Texte ▸
"""

Selon le quotidien brésilien Globo, ce dernier intéresse le Paris Saint-Germain, qui a déjà servi de point de chute européen à Ronaldinho ; ou plutôt de tremplin tant sportif que financier. Né le 21 mars 1980 dans le quartier modeste de Vila Nova, à Porto Alegre, Ronaldo de Assis Moreira tape dans ses premiers ballons au Grêmio. Son père, soudeur sur les chantiers navals, garde le parking du club pour arrondir les fins de mois. À sa mort, noyé dans une piscine, le garçon de huit ans prend son grand frère comme modèle. Roberto de Assis Moreira s’exile en Suisse en 1991 puis, devenu agent du petit Ronaldo, lui conseille d’entrer en conflit avec ses dirigeants pour rejoindre l’Europe. En 2001, Ronaldinho signe au Paris Saint-Germain pour un salaire mensuel de 228 673 euros et une prime d’1,5 million d’euros.

Malgré son goût pour la fête, le milieu offensif éclabousse trop la France de son talent pour ne pas la quitter. Il rallie Barcelone en 2003. Dans la capitale catalane, il a un fils avec la danseuse brésilienne Janaina Nattielle Viana Mendes en 2005, et glane le Ballon d’or en 2006. « Je ne sais pas combien je gagne », jure-t-il alors au quotidien L’Équipe. Sa famille se charge de faire les comptes. Selon le magazine Forbes, il est alors 53e au classement des plus grandes fortunes mondiales.

Auréolé de ce statut de meilleur joueur au monde, Ronaldinho inaugure l’Instituto Ronaldinho Gaúcho le 27 décembre, afin d’aider les enfants des rues par le sport, l’éducation et la santé. Installé sur un terrain de 11,7 hectares, au bord de l’estuaire du Guaíba, le centre doit accueillir 3 500 jeunes. « C’est le jour le plus émouvant de ma vie car je vois que mes rêves d’aider les autres va s’accomplir », déclare le footballeur la larme à l’œil. Les Nations Unies soutiennent l’initiative.

"""

Entrées enregistrées ▸

"""

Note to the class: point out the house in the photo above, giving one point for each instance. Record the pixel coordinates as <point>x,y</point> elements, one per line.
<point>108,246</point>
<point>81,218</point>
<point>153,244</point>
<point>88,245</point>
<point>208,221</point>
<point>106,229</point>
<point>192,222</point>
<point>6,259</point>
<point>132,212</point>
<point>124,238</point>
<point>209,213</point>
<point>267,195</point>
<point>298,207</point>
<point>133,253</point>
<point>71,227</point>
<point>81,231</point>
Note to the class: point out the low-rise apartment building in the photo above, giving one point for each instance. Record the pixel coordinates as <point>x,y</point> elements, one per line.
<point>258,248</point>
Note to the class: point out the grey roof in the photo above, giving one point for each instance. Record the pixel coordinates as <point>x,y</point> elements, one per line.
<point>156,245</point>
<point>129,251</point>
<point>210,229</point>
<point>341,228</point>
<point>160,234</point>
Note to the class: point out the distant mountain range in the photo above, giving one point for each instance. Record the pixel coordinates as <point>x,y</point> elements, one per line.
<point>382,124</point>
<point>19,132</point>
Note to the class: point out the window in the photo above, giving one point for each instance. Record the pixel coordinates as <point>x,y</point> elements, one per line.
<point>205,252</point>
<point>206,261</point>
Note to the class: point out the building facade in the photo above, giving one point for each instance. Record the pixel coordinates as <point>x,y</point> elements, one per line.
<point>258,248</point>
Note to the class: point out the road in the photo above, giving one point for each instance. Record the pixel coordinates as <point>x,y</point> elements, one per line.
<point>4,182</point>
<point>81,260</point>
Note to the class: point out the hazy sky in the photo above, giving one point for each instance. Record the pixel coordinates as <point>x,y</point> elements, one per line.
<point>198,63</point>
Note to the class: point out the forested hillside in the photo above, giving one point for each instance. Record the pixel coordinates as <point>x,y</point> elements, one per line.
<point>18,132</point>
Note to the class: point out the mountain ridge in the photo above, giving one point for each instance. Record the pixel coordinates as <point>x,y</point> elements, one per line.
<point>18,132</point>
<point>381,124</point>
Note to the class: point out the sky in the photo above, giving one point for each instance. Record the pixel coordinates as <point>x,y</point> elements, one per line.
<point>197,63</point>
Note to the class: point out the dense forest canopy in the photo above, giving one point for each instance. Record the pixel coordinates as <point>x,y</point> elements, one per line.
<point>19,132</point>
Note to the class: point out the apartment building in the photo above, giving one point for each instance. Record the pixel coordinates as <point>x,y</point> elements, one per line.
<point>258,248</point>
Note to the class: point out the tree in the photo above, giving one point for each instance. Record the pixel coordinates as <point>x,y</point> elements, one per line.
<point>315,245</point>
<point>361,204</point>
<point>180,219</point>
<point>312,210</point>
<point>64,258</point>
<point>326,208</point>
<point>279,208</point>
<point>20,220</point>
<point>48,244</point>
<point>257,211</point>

"""

Consignes de travail ▸
**A)** Selon le texte sur Ronaldinho, en quelle année le joueur rejoint-il Barcelone ?
**B)** Recopiez sans la moindre modification le passage du texte sur Ronaldinho qui va de « Malgré son goût » à « grandes fortunes mondiales. ».
**C)** Rédigez la suite du texte consacré à Ronaldinho, à partir de l'endroit où il s'arrête.

Réponses aux consignes ▸
**A)** En 2003.

**B)**
Malgré son goût pour la fête, le milieu offensif éclabousse trop la France de son talent pour ne pas la quitter. Il rallie Barcelone en 2003. Dans la capitale catalane, il a un fils avec la danseuse brésilienne Janaina Nattielle Viana Mendes en 2005, et glane le Ballon d’or en 2006. « Je ne sais pas combien je gagne », jure-t-il alors au quotidien L’Équipe. Sa famille se charge de faire les comptes. Selon le magazine Forbes, il est alors 53e au classement des plus grandes fortunes mondiales.

**C)**
Peu à peu, à force d’excès, le niveau du Brésilien s’érode, en sorte que le Milan AC est disposé à le vendre en 2011. Alors que tout est prêt pour son retour au Grêmio, il choisit finalement de jouer pour le Flamengo de Rio, sur les conseils de son frère. Roberto Assis de Moreira gère tout, de ses contrats à l’institut. Mais on ne peut pas dire qu’il le fasse de manière exemplaire : en 2012, il est condamné à cinq ans et cinq mois de prison par un tribunal du Rio Grande do Sul pour détournement de fonds. Des subventions d’un montant d’1,5 milliard de réals (500 000 euros) versées par la Ville de Porto Alegre pour l’institut auraient tout bonnement disparu. Devant la cour d’appel, l’aîné parvient à démontrer qu’il s’agit d’une erreur comptable et non d’une fraude.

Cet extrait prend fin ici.